- WHAT YOU NEED TO DO
Pull out every line in the data that has the string "grass" in it.

- Collected data
----

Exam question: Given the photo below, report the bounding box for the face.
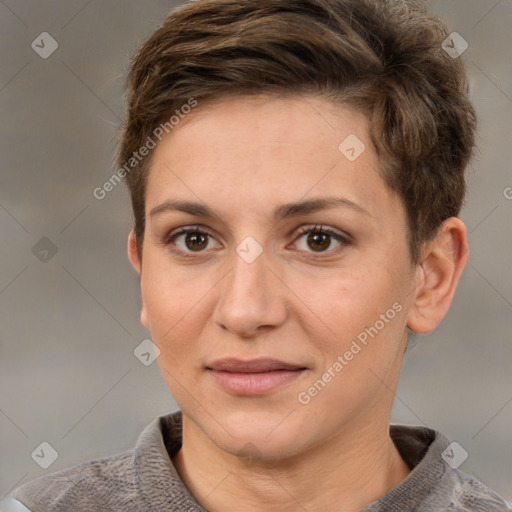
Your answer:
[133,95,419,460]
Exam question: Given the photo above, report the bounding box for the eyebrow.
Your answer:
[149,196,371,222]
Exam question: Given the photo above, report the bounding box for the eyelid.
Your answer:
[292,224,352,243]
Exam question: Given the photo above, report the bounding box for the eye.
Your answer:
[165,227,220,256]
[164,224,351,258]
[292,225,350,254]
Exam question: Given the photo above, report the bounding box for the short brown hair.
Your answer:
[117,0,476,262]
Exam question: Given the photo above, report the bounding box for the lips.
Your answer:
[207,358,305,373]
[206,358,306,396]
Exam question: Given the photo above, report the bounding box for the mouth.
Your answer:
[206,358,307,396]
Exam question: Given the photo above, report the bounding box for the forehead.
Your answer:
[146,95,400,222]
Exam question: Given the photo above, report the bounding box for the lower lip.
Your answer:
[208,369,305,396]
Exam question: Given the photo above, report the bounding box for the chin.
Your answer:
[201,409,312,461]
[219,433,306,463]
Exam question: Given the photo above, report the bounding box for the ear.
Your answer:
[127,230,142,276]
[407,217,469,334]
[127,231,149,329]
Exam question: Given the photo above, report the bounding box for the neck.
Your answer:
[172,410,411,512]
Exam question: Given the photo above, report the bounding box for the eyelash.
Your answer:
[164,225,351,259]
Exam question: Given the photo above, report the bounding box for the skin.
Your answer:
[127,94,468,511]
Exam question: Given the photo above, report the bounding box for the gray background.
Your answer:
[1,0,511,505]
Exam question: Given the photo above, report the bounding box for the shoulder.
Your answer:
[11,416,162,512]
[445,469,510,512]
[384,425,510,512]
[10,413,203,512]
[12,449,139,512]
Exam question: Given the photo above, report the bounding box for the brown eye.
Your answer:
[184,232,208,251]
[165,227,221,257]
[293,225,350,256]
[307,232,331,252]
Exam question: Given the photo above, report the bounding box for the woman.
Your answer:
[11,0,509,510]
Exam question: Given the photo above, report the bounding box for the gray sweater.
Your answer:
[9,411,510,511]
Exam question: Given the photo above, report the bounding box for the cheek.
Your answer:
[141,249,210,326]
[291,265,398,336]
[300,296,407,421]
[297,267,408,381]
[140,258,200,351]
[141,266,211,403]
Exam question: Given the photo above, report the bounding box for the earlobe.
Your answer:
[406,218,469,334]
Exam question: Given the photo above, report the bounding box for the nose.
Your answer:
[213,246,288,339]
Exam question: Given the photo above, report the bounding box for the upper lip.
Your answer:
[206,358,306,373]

----

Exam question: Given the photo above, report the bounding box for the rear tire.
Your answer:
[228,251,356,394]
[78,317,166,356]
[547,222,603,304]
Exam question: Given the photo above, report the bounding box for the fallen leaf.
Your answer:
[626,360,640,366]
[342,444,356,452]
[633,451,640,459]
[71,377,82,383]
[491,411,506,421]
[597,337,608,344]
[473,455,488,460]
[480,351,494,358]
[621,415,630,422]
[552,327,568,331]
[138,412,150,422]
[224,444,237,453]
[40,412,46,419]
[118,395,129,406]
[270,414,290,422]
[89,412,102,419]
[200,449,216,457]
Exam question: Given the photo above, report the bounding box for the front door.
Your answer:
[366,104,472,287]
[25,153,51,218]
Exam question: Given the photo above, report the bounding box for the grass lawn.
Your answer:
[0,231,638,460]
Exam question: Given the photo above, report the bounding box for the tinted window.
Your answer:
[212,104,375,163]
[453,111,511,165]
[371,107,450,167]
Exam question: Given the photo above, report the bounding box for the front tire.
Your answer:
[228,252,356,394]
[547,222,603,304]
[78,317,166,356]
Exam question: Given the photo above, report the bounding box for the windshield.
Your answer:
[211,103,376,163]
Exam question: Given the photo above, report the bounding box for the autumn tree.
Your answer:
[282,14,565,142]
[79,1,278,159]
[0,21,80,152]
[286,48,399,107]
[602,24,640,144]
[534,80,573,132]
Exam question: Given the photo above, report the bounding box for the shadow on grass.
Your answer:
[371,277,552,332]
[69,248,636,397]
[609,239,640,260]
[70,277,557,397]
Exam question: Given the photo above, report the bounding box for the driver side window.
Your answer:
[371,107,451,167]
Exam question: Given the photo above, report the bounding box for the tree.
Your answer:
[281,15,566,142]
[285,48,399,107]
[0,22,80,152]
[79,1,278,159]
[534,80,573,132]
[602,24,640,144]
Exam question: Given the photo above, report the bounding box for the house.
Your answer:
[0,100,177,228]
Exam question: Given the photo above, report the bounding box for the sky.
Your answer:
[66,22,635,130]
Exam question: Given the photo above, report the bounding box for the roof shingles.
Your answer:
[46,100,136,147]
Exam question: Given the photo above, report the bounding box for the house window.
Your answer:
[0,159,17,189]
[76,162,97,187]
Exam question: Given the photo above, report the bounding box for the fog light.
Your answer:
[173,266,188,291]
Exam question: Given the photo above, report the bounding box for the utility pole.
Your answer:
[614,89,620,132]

----

- ANSWER SECTION
Exam question: Given the photo above, report the bounding box for the grass lawn.
Exam question: Given the photo above, report the bounding box for the shadow on grass.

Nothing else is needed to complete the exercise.